(Data pulled from a collection)
══════

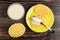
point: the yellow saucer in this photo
(43, 12)
(16, 30)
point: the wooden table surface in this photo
(5, 21)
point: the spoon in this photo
(38, 21)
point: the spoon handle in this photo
(51, 30)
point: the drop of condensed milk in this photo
(16, 11)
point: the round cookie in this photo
(16, 30)
(16, 11)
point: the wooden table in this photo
(5, 21)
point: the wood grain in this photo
(5, 21)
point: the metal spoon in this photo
(38, 21)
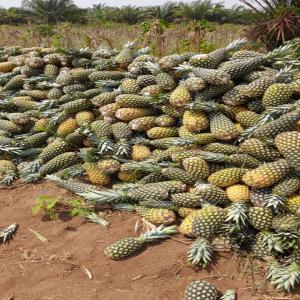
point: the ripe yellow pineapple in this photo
(195, 121)
(140, 152)
(96, 175)
(180, 97)
(66, 127)
(83, 117)
(238, 193)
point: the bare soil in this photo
(30, 269)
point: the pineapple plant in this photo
(128, 246)
(201, 290)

══════

Requirements:
Copy every one of these rows exactly as they appear, leaving the pictures out of your answer.

The response:
point: the yellow saucer in this photo
(43, 12)
(16, 30)
point: the wooden table surface in this photo
(5, 21)
point: the spoon in this photo
(38, 21)
point: the spoon handle in this photo
(51, 30)
point: the drop of condensed milk in this photo
(16, 11)
point: the round cookie in this photo
(16, 30)
(16, 11)
point: the wooden table in this photo
(5, 21)
point: the wood grain in this photo
(5, 21)
point: the metal spoon in this photo
(38, 21)
point: the ripe yellow pineapple in this photo
(195, 121)
(140, 152)
(96, 175)
(180, 97)
(66, 127)
(83, 117)
(238, 193)
point: the bare soil in this photo
(30, 269)
point: the pineapple plant in this photo
(128, 246)
(201, 290)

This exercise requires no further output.